## start Given information
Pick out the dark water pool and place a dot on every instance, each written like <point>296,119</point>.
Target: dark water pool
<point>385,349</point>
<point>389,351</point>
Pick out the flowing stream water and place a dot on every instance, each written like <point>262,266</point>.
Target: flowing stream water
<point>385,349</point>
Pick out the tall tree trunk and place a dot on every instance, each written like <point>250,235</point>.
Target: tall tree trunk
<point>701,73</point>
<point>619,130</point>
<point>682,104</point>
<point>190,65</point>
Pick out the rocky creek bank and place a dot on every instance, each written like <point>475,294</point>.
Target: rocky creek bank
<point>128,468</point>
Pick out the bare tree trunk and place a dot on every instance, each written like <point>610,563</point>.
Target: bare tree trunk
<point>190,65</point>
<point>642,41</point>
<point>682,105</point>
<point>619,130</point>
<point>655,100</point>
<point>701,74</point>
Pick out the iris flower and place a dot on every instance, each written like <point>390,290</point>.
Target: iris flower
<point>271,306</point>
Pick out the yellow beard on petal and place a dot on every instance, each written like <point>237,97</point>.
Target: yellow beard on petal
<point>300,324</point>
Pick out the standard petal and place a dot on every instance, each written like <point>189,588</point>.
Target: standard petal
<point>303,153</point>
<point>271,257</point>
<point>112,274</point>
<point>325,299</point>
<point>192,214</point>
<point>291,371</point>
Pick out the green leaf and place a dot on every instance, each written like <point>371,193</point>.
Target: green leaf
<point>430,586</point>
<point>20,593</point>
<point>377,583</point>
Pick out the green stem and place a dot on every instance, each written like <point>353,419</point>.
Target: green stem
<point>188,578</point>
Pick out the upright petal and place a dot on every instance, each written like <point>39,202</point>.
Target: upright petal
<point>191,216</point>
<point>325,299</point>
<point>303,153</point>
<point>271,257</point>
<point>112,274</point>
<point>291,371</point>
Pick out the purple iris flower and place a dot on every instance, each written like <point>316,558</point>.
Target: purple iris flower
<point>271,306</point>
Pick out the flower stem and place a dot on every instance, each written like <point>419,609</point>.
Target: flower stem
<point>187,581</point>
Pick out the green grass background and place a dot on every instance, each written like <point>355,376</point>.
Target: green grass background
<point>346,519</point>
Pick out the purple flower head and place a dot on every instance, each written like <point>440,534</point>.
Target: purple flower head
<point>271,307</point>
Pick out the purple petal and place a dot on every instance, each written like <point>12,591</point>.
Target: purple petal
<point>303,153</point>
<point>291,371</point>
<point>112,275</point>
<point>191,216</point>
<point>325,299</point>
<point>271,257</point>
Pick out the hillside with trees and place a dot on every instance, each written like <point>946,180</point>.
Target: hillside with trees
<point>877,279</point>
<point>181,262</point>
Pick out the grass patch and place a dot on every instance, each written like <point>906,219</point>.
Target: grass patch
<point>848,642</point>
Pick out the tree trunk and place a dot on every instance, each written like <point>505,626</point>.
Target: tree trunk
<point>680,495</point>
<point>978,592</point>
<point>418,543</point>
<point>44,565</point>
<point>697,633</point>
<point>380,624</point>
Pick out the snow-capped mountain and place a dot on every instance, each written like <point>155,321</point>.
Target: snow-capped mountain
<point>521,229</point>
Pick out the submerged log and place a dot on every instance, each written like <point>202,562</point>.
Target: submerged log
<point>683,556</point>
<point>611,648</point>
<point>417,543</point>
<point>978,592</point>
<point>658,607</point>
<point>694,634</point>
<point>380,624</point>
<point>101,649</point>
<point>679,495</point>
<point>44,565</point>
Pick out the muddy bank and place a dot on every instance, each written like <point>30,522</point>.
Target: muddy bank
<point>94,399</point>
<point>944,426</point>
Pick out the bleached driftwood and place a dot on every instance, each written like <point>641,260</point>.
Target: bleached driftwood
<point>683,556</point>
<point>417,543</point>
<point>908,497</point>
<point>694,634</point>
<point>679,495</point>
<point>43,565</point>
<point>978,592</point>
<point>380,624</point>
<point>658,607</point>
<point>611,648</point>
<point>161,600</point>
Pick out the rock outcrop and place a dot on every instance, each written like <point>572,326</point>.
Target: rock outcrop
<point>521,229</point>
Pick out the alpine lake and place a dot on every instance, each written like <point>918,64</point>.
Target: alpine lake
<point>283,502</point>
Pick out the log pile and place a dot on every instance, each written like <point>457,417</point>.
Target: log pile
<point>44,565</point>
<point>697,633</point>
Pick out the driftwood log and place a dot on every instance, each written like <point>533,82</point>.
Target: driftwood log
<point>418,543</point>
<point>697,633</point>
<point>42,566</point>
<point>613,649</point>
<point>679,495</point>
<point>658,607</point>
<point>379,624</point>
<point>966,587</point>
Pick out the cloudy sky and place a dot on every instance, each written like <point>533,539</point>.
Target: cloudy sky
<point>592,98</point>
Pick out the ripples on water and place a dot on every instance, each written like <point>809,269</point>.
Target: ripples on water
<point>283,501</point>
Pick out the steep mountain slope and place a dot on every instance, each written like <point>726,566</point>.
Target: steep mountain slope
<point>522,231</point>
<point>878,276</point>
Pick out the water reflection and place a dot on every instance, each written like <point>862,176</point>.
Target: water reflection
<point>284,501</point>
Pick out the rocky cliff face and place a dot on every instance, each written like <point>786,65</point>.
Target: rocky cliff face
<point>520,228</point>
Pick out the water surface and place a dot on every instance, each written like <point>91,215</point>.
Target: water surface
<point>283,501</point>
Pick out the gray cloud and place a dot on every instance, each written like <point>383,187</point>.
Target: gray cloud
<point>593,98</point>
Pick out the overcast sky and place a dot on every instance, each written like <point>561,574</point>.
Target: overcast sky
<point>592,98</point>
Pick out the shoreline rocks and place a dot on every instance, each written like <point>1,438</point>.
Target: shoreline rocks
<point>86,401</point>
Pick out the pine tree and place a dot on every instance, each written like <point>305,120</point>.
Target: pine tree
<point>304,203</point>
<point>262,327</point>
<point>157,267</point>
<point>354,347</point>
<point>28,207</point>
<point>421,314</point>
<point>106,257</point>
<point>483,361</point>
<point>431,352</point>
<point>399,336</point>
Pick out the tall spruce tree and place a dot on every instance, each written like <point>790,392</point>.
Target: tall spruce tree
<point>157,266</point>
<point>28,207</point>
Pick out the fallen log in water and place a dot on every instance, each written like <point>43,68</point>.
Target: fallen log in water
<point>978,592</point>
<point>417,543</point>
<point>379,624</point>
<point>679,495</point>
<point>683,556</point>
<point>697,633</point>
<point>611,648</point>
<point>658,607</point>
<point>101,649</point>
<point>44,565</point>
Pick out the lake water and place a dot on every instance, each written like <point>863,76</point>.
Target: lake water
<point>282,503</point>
## end Given information
▶ [Work instructions]: Convert the lines above into a JSON list of strings, with one string per line and blank lines omitted.

▶ [Problem solution]:
[
  "Pick out the dark water pool and place a dot on every instance, each written like <point>296,119</point>.",
  "Target: dark water pool",
  "<point>385,349</point>",
  "<point>389,351</point>",
  "Pick out the flowing stream water and place a dot on every instance, each written like <point>262,266</point>.",
  "Target: flowing stream water",
  "<point>385,349</point>",
  "Pick out the tall tree trunk and place a dot on every instance, each written like <point>250,235</point>.",
  "Target: tall tree trunk",
  "<point>701,73</point>",
  "<point>619,130</point>",
  "<point>682,104</point>",
  "<point>190,65</point>",
  "Pick out the rocky creek bank and place a dot on every instance, each written like <point>475,294</point>.",
  "Target: rocky creek bank",
  "<point>128,468</point>",
  "Pick out the bare tree trunk and place a dot on every instance, each written like <point>610,563</point>.",
  "Target: bare tree trunk",
  "<point>190,65</point>",
  "<point>642,41</point>",
  "<point>682,105</point>",
  "<point>619,130</point>",
  "<point>655,100</point>",
  "<point>701,74</point>",
  "Pick out the iris flower and place a dot on every instance, each written like <point>390,290</point>.",
  "Target: iris flower",
  "<point>271,306</point>",
  "Pick out the yellow beard on petal and place a dot on every instance, each written like <point>237,97</point>.",
  "Target: yellow beard on petal",
  "<point>300,324</point>",
  "Pick out the standard petal and place a dot on every instance, each written like <point>189,588</point>.",
  "Target: standard petal",
  "<point>303,153</point>",
  "<point>271,257</point>",
  "<point>112,274</point>",
  "<point>325,299</point>",
  "<point>192,214</point>",
  "<point>291,371</point>",
  "Pick out the green leaf and place a dot on every instance, each written like <point>371,193</point>.",
  "Target: green leaf",
  "<point>430,586</point>",
  "<point>20,593</point>",
  "<point>377,583</point>",
  "Pick out the green stem and place a dot on every instance, each written like <point>353,419</point>.",
  "Target: green stem",
  "<point>188,578</point>",
  "Pick out the upright petal and place a dot on every instance, each written like <point>39,202</point>.",
  "Target: upright petal",
  "<point>191,216</point>",
  "<point>325,299</point>",
  "<point>303,153</point>",
  "<point>271,257</point>",
  "<point>112,274</point>",
  "<point>291,371</point>",
  "Pick out the purple iris flower and place a dot on every instance, each written like <point>316,558</point>.",
  "Target: purple iris flower",
  "<point>271,306</point>",
  "Pick out the flower stem and place a dot on every instance, each written like <point>419,609</point>.",
  "Target: flower stem",
  "<point>187,581</point>",
  "Pick out the green grass background and place a dot on every instance, each written like <point>355,376</point>.",
  "Target: green grass background",
  "<point>346,519</point>",
  "Pick out the purple flower head and place a dot on every instance, each written like <point>440,534</point>.",
  "Target: purple flower head",
  "<point>271,307</point>",
  "Pick out the purple petal and place a dot on every instance, each written like <point>12,591</point>.",
  "Target: purple petal",
  "<point>303,153</point>",
  "<point>291,371</point>",
  "<point>112,275</point>",
  "<point>191,216</point>",
  "<point>325,299</point>",
  "<point>271,257</point>",
  "Pick out the hillside with trees and place a dot on every instance, each written like <point>946,180</point>.",
  "Target: hillside with trees",
  "<point>877,279</point>",
  "<point>181,262</point>",
  "Pick out the grass patch and place a dot on every instance, each written like <point>906,219</point>.",
  "Target: grass patch",
  "<point>848,642</point>",
  "Pick out the tree trunk and place a dot on every instance, each written like <point>505,626</point>.",
  "Target: tree trunk",
  "<point>680,495</point>",
  "<point>978,592</point>",
  "<point>418,543</point>",
  "<point>44,565</point>",
  "<point>697,633</point>",
  "<point>380,624</point>",
  "Pick out the snow-capped mountain and place a dot on every instance, each written like <point>155,321</point>.",
  "Target: snow-capped mountain",
  "<point>521,229</point>",
  "Pick out the submerged log and place a dot on every instance, each written like <point>202,562</point>.",
  "Target: submerged log",
  "<point>683,556</point>",
  "<point>611,648</point>",
  "<point>417,543</point>",
  "<point>978,592</point>",
  "<point>658,607</point>",
  "<point>694,634</point>",
  "<point>380,624</point>",
  "<point>101,649</point>",
  "<point>679,495</point>",
  "<point>44,565</point>",
  "Pick out the muddy bank and place a dot on every instance, each written like <point>30,522</point>.",
  "Target: muddy bank",
  "<point>94,399</point>",
  "<point>944,426</point>",
  "Pick out the bleached driftwood and place a dot on every instance, each written like <point>641,260</point>.",
  "Target: bleached driftwood",
  "<point>683,556</point>",
  "<point>417,543</point>",
  "<point>908,497</point>",
  "<point>694,634</point>",
  "<point>679,495</point>",
  "<point>43,565</point>",
  "<point>978,592</point>",
  "<point>380,624</point>",
  "<point>658,607</point>",
  "<point>611,648</point>",
  "<point>161,600</point>",
  "Pick out the rock outcrop and place a dot on every instance, each written like <point>572,326</point>.",
  "Target: rock outcrop",
  "<point>521,229</point>",
  "Pick out the alpine lake and place a dot on every instance, each written like <point>918,64</point>.",
  "Target: alpine lake",
  "<point>283,502</point>",
  "Pick out the log pile and place a dot on every instance, each written like <point>457,417</point>.",
  "Target: log pile",
  "<point>44,565</point>",
  "<point>697,633</point>",
  "Pick out the driftwood log and place a dot on every instance, each written like <point>533,82</point>.",
  "Target: driftwood log",
  "<point>418,543</point>",
  "<point>697,633</point>",
  "<point>42,566</point>",
  "<point>613,649</point>",
  "<point>679,495</point>",
  "<point>658,607</point>",
  "<point>379,624</point>",
  "<point>966,587</point>",
  "Pick out the cloudy sky and place a dot on every instance, each written like <point>533,539</point>.",
  "Target: cloudy sky",
  "<point>592,98</point>",
  "Pick out the ripples on water and place a dot on every instance, each written like <point>809,269</point>.",
  "Target: ripples on water",
  "<point>283,501</point>",
  "Pick out the steep mountain slope and place a dot on every instance, each written like <point>726,566</point>.",
  "Target: steep mountain slope",
  "<point>522,231</point>",
  "<point>878,276</point>",
  "Pick out the water reflection and place a dot on every instance, each written like <point>862,176</point>.",
  "Target: water reflection",
  "<point>284,501</point>",
  "Pick out the rocky cliff face and place a dot on every instance, each written like <point>786,65</point>.",
  "Target: rocky cliff face",
  "<point>520,228</point>",
  "Pick out the water surface and place a dot on every instance, each written like <point>91,215</point>.",
  "Target: water surface",
  "<point>283,501</point>",
  "Pick out the gray cloud and place a dot on every instance, each written like <point>383,187</point>.",
  "Target: gray cloud",
  "<point>593,98</point>",
  "Pick out the overcast sky and place a dot on every instance, each written like <point>561,574</point>.",
  "Target: overcast sky",
  "<point>592,98</point>",
  "Pick out the shoreline rocks and place a dot on every instance, each written like <point>1,438</point>.",
  "Target: shoreline rocks",
  "<point>86,401</point>",
  "Pick out the pine tree and place a dot on every instance, each written like <point>305,120</point>.",
  "Target: pine tree",
  "<point>304,203</point>",
  "<point>262,327</point>",
  "<point>157,267</point>",
  "<point>354,347</point>",
  "<point>28,207</point>",
  "<point>421,314</point>",
  "<point>106,257</point>",
  "<point>483,361</point>",
  "<point>431,352</point>",
  "<point>399,336</point>",
  "Pick out the tall spruce tree and place a dot on every instance, each written like <point>790,392</point>.",
  "Target: tall spruce tree",
  "<point>157,266</point>",
  "<point>28,207</point>",
  "Pick out the fallen log in water and place a dot on every instance, each written like <point>43,68</point>.",
  "Target: fallen log in water",
  "<point>978,592</point>",
  "<point>417,543</point>",
  "<point>379,624</point>",
  "<point>679,495</point>",
  "<point>683,556</point>",
  "<point>697,633</point>",
  "<point>611,648</point>",
  "<point>658,607</point>",
  "<point>101,649</point>",
  "<point>44,565</point>",
  "Pick out the lake water and place a dot on every instance, each written like <point>863,76</point>.",
  "Target: lake water",
  "<point>282,503</point>"
]